### [TEXTE À LIRE]

§ §

Les punchlines de Loulou, le doigt d’honneur de Girard, les gueulantes d’Estrada ou Jourdren, le coup de coude de Yanga Mbiwa, le poing de Jeunechamp... Cette saison, ce n’est pas sur le terrain que Montpellier fait parler. Entre climat pesant et caractères, explications.
Au soir du 18 novembre, Montpellier vient d’accrocher un nul sur le terrain de Valenciennes (1-1). L’heure est aux interviews d’après-match en zone mixte, et le gardien héraultais Geoffrey Jourdren entretient une discussion plutôt animée avec José Barroso, journaliste de L’Équipe. Cyril Jeunechamp attire alors Barroso hors de la salle de conférence de presse, et le ton monte. Les menaces fusent, un poing aussi. Le journaliste s’en tire avec un nez fracturé. Pourquoi ? Pour avoir écrit un article, un peu plus tôt dans la semaine, décrivant des tensions en coulisses au MHSC. En attendant, le journaliste a porté plainte, et le club condamné le geste de son joueur. Mais il n’est pas le premier à faire des vagues, cette saison. Si, évidemment, la violence de son geste est extrême, son coach et divers coéquipiers ont aussi fait preuve d’un certain manque d’éducation.
Sales résultats et joueurs mécontents
On pourra dire ce que l’on veut sur le geste de Jeunechamp, mais le mec en lui-même n’est pas connu pour être un violent (à deux, trois tacles trop appuyés près). L’explication d’un pétage de plombs se trouve donc, logiquement, dans le contexte actuel du club. Et tout part des résultats : champion de France en titre, Montpellier est actuellement 14e au classement de Ligue 1, avec seulement deux points d’avance sur la zone rouge. Il est aussi éliminé de la Ligue des champions. « Quand il n’y a pas de résultats, on est forcément énervé. C’est une situation plus compliquée que celle que l’on a connu la saison précédente, c’est tout simple » , décrit Nenad Džodić, ancien Pailladin, qui ne voit pas d’autre explication à cette recrudescence d’écarts de comportement. Pourtant, le poing de Jeunechamp est une sorte d’apothéose, quelque part. Avant lui, Yanga Mbiwa avait collé un très vilain coup de coude à Hamouma lors d’un match de championnat face à Saint-Étienne, héritant ainsi de cinq matchs de suspension. Voilà pour la partie physique.

§ §

(Entrées de données)
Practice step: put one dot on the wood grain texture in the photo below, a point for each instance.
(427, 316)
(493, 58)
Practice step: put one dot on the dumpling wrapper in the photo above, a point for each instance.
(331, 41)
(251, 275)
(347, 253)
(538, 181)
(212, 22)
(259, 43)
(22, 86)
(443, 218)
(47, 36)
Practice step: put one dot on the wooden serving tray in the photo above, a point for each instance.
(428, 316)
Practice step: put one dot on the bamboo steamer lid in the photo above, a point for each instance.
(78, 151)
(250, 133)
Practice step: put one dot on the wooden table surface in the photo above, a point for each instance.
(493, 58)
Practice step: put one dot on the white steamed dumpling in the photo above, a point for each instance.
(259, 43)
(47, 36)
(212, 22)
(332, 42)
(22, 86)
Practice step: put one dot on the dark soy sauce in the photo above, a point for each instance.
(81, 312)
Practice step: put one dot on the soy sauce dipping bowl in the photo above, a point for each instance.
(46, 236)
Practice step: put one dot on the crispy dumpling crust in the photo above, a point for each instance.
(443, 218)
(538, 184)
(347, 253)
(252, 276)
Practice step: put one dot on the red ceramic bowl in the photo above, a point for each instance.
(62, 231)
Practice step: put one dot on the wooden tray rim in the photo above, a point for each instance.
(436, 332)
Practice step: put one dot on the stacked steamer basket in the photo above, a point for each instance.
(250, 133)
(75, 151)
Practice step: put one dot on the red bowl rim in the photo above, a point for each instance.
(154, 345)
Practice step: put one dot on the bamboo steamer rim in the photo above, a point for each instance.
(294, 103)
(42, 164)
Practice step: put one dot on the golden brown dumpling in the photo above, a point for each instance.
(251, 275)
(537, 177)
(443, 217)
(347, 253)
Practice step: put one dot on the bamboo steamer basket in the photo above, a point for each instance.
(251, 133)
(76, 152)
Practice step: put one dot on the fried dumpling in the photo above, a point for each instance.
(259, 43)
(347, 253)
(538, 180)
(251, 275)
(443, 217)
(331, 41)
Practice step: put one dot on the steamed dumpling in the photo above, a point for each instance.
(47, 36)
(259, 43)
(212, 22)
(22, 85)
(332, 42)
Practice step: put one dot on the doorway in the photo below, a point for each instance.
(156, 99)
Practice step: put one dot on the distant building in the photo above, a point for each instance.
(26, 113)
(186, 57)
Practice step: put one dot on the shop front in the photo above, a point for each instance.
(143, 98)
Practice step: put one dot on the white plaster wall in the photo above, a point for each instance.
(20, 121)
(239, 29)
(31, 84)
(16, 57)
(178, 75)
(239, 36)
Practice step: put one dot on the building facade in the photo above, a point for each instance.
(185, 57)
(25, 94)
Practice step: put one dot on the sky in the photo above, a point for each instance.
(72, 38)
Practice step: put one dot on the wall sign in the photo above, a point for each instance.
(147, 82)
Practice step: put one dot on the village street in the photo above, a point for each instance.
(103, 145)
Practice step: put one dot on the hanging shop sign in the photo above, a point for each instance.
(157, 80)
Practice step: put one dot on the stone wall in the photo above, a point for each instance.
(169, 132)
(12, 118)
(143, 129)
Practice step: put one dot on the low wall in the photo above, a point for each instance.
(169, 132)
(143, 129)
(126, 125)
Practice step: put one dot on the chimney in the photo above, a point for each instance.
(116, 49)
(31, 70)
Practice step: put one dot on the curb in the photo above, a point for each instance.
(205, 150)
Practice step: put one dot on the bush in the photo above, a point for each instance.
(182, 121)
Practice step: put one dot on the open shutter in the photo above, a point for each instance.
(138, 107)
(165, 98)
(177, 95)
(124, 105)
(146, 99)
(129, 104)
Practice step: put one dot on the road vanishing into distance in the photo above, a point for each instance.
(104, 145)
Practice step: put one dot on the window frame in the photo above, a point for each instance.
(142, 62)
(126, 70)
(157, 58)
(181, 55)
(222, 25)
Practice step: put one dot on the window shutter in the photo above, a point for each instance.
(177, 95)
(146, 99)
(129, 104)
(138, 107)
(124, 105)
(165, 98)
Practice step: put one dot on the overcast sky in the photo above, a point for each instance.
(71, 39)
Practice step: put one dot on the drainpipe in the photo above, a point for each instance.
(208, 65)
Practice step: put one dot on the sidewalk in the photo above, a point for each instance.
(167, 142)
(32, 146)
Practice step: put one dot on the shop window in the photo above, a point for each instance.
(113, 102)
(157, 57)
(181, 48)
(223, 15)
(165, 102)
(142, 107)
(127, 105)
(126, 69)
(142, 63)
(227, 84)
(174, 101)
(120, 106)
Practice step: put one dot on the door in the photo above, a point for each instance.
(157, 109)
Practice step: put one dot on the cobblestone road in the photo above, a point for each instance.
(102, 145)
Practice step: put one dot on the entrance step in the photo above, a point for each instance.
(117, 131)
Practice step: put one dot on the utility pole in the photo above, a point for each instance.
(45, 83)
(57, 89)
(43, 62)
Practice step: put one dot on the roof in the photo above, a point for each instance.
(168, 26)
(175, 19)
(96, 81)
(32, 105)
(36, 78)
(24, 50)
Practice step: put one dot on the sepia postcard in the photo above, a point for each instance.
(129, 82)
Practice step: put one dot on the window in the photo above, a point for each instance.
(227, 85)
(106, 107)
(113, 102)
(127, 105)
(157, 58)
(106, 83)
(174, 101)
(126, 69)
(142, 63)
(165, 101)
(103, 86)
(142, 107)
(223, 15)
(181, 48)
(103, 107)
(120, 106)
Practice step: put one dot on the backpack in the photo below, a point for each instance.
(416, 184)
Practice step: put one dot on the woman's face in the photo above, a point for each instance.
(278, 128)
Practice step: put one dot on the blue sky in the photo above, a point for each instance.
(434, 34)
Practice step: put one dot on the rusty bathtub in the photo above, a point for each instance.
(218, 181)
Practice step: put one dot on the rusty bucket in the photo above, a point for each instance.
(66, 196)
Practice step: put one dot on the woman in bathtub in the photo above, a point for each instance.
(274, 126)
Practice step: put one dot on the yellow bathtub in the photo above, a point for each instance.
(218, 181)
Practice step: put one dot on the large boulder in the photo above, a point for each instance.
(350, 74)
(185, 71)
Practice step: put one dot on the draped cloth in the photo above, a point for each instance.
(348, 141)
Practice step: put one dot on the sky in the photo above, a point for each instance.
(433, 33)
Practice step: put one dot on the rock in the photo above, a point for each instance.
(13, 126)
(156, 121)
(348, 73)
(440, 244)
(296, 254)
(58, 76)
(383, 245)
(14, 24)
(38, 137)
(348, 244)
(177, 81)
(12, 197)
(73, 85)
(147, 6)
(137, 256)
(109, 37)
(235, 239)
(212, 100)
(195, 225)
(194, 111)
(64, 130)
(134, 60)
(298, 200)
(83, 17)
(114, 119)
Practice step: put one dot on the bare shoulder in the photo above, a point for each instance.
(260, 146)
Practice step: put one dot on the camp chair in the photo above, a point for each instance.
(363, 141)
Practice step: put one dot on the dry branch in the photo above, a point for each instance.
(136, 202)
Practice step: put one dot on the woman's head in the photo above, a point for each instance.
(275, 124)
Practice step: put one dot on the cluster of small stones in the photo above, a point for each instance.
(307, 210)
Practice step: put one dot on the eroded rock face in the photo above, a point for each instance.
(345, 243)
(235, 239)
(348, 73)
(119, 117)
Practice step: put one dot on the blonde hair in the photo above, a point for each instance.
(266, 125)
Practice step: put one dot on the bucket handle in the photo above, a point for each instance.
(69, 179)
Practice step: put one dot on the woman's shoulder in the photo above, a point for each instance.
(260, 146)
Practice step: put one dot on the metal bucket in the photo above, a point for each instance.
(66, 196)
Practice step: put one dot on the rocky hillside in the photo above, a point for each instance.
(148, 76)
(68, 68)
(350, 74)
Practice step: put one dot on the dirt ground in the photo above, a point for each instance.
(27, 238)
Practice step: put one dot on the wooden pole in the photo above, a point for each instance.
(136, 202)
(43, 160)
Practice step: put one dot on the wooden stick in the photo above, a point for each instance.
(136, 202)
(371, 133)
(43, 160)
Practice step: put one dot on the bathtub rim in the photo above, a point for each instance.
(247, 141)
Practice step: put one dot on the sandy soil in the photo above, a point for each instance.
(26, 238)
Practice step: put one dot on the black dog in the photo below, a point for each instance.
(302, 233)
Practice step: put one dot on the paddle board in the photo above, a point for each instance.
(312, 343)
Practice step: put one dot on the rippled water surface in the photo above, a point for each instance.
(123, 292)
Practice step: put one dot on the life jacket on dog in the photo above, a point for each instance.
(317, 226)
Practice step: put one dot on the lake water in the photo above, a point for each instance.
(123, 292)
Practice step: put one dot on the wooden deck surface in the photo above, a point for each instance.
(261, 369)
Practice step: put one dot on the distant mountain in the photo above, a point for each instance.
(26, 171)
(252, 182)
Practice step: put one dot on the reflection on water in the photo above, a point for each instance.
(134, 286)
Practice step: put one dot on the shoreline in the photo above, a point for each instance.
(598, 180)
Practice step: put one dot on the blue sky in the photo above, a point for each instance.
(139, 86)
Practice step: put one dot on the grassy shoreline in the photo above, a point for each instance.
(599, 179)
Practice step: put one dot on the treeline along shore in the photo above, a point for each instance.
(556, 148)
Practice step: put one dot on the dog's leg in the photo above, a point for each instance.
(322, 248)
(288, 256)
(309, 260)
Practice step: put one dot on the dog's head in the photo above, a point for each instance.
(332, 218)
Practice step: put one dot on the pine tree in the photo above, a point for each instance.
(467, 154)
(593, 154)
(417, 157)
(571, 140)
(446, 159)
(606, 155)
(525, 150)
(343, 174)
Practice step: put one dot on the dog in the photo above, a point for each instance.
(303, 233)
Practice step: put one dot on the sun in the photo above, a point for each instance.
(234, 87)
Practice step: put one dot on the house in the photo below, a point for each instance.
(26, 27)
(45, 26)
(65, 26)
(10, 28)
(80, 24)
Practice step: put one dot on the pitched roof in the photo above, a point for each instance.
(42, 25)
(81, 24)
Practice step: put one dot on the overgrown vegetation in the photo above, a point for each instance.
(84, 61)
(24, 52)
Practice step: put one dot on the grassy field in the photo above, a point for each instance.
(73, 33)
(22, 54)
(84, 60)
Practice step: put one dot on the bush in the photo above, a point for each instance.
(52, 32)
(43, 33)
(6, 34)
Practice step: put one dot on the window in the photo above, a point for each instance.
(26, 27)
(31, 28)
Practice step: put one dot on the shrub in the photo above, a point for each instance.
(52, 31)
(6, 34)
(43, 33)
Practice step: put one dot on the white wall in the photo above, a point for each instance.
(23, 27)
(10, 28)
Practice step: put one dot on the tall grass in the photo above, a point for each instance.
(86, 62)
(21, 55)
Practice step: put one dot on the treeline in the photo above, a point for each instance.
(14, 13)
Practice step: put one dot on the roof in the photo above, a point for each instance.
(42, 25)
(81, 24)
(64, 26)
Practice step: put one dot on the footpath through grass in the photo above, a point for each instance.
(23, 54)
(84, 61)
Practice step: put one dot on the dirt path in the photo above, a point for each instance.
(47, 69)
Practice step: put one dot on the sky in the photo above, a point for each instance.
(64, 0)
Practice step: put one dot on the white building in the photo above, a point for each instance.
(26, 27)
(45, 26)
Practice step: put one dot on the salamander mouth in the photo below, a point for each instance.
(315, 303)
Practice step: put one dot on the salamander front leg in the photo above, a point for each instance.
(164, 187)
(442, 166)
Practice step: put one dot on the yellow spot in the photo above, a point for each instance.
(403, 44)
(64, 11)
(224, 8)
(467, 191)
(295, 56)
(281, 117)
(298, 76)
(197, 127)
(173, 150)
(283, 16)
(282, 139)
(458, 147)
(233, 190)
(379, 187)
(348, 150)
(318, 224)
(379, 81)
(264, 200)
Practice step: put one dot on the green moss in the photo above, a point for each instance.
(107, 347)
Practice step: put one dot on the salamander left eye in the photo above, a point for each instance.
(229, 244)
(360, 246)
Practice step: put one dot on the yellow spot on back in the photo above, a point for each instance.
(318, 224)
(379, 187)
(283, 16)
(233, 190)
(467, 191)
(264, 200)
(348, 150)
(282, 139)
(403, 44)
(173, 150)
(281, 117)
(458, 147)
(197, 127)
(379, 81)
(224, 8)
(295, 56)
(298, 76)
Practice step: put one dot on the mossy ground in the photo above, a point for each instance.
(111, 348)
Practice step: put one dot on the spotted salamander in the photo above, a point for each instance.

§ §

Reprenez l'article sur les écarts de comportement des joueurs de Montpellier et poursuivez-le après sa dernière phrase.

S’inscrivent dans ces écarts (à un degré moindre, bien entendu) les joutes verbales, où Jourdren a été le premier à s’illustrer. Après une défaite face à Évian lors de la 8e journée (2-3), le gardien adresse des reproches en public à coach Girard : « Pourquoi tu changes une équipe qui gagne ? Pourquoi tu fais tout ça ? Il faut se poser les bonnes questions et piquer où ça pique. » Deux semaines après cet épisode (qui avait vu Jourdren être mis de côté pour un match à Rennes), c’est au tour d’Estrada de faire des siennes. Lors d’une séance d’entraînement, le Chilien apprend qu’il ne sera pas titulaire pour un match de Coupe de la Ligue face à Bordeaux. « Ça t’emmerde ? Je t’emmerde » , lui énonce posément Girard. Le milieu jette son maillot à terre et se tire. « Il avait mal à la tête et est allé chercher un cachet d’aspirine » , expliquera le coach à propos de la scène. Ces deux éléments permettaient logiquement, il faut l’avouer, d’évoquer des tensions dans le vestiaire montpelliérain. « Il ne faut pas oublier qu’avec la Ligue des champions, c’est la première fois dans l’histoire du club que l’effectif est aussi important (32 joueurs). Ce qui est plus difficile à gérer pour un entraîneur, avec les déceptions de certains… Je pense que ce n’est pas étranger aux tensions qu’il y a pu avoir » , éclaire Richard Gougis, responsable du service des sports au Midi Libre. Mais pour compléter le tableau, le coach et le président ne font pas non plus dans la discrétion.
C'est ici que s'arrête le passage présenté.